WORK TO COMPLETE: Edit the records between the lines holding "Confirm that each instance of the orange zinnia" and "[[355, 344], [609, 667]]", inclusive, changing "gray stone" to "gray rock" and leaving everything else untouched. Return only those lines.

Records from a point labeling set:
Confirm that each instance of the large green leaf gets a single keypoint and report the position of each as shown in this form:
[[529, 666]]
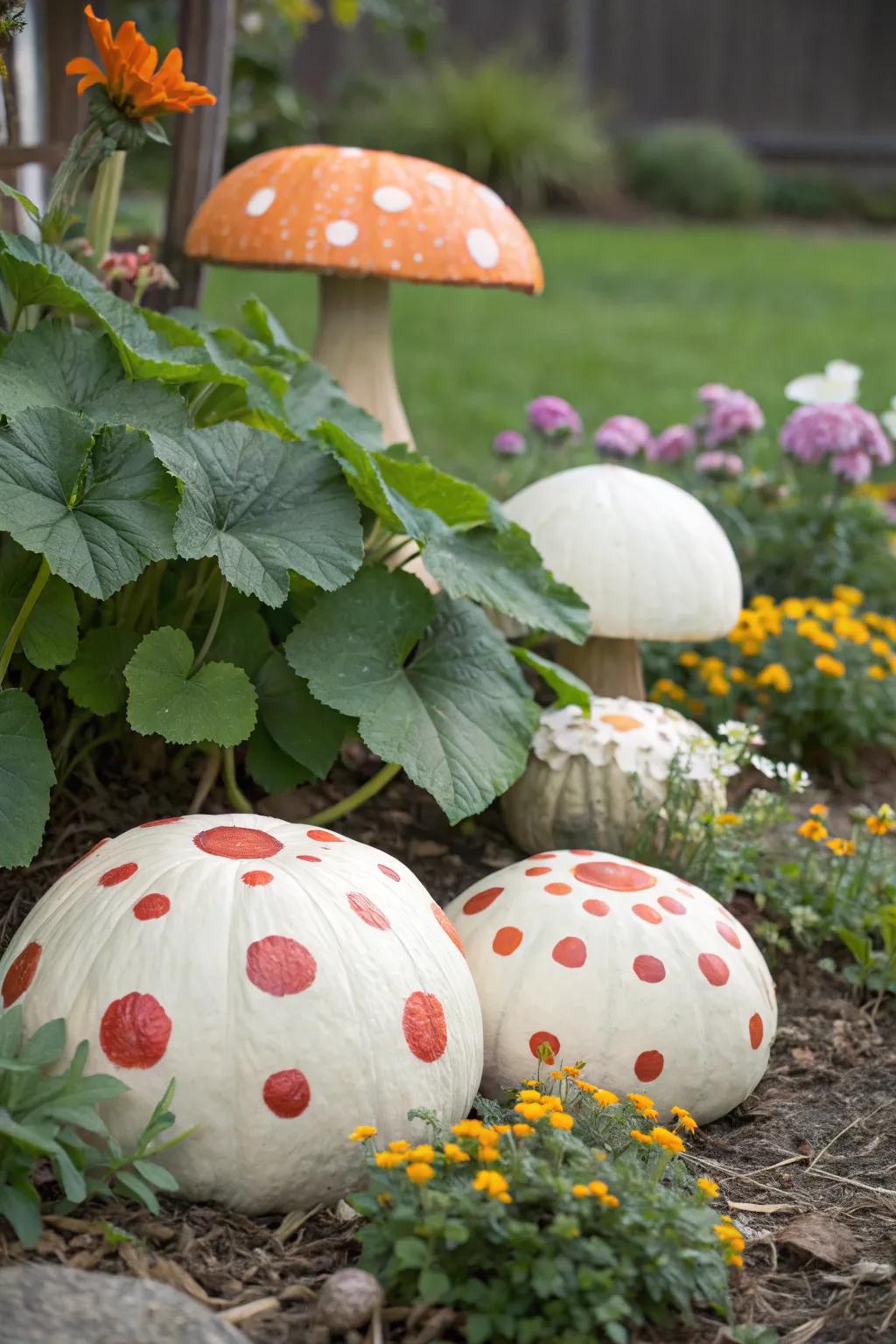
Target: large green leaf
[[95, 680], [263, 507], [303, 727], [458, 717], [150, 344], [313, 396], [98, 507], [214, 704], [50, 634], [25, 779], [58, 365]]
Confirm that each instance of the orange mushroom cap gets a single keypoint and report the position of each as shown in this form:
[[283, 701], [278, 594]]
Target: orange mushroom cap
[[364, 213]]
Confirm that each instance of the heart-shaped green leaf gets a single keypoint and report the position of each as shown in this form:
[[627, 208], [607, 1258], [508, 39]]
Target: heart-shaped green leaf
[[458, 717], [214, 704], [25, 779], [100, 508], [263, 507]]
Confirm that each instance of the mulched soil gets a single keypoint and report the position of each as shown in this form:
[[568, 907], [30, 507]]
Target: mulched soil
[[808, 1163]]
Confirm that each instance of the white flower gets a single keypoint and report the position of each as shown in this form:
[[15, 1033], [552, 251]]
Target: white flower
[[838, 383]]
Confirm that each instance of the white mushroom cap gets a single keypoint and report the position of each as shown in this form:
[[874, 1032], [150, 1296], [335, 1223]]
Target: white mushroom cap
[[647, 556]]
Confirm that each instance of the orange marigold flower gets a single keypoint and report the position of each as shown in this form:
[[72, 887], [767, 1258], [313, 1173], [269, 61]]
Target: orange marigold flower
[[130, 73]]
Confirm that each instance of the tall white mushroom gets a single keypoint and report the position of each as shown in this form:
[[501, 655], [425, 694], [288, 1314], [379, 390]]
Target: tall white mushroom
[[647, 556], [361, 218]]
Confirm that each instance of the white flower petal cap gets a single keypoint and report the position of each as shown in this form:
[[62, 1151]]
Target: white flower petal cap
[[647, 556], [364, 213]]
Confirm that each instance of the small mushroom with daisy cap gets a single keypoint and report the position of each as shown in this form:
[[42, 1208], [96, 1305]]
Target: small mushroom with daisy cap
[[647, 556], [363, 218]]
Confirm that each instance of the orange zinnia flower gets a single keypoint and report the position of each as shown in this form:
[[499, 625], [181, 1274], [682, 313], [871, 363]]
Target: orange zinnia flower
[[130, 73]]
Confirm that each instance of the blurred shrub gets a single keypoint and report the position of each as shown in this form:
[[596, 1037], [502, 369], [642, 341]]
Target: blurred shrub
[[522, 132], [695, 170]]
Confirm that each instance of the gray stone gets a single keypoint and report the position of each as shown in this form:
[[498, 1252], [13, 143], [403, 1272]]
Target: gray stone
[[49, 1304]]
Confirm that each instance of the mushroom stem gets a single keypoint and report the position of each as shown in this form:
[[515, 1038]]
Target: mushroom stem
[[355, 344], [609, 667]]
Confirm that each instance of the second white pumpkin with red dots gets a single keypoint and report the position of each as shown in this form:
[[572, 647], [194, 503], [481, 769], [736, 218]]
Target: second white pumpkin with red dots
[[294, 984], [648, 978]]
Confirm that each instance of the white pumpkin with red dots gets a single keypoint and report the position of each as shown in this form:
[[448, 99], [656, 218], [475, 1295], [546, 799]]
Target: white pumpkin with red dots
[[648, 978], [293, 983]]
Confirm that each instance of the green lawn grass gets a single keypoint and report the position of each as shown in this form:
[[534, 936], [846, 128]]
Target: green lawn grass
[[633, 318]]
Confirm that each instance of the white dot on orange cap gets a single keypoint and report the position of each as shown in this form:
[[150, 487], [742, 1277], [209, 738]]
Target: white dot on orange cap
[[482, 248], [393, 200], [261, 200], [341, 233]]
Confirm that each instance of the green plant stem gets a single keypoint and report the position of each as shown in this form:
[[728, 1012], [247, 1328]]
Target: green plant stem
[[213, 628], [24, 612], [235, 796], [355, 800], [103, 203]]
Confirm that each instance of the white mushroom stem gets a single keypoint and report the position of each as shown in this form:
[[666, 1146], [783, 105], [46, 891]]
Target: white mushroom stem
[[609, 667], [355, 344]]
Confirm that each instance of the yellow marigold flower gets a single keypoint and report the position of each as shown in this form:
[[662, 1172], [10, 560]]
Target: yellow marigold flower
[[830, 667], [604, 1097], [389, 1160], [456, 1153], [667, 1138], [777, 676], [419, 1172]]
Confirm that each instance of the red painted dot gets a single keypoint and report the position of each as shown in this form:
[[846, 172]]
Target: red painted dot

REPLY TO THE EXERCISE:
Confirm that each instance of the orange zinnia flower gets a single keypoint and report the position of each as shown in this form:
[[499, 625], [181, 1274], [682, 313], [871, 363]]
Target: orange zinnia flower
[[130, 73]]
Confirm that each instance of the blurred shrub gets a single keypoint and report the position of each as shown in this form:
[[596, 1037], [502, 369], [642, 341]]
Target: blurred shrub
[[522, 132], [695, 170]]
Confirm that each instance of the gray rock gets a single keypoint and report the position of each as shown in this form:
[[498, 1252], [13, 143], [403, 1272]]
Target: gray rock
[[49, 1304]]
Confirm that each instance of the mushroom stem gets a single keypoint and report the position of each as shown in this form:
[[515, 1038]]
Target: mushroom stem
[[355, 344], [609, 667]]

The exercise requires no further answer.